[Image point grounding data]
★ ★ ★ ★ ★ ★ ★

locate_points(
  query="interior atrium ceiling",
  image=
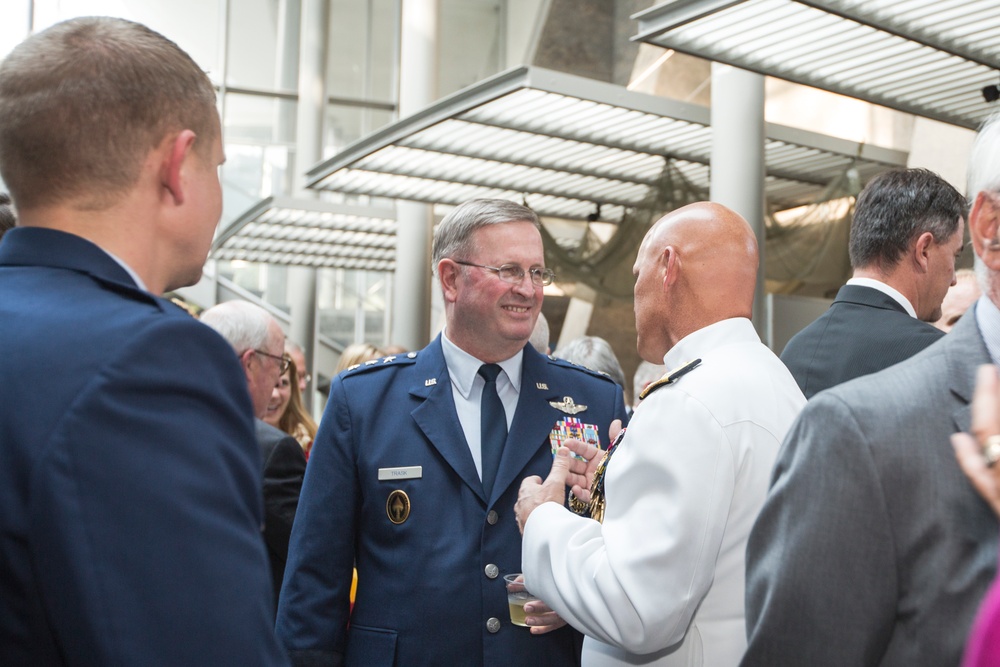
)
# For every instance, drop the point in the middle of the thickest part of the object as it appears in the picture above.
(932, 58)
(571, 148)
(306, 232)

★ ★ ★ ★ ★ ★ ★

**Task statement**. Your answer must be the entries repeated exactly, with no pictures.

**Exercise result**.
locate_points(
  query="interior atrium ceiling",
  image=
)
# For every instance, drop the point in the middle of the thickest part of the object as it appears in the picture above.
(932, 58)
(571, 148)
(306, 232)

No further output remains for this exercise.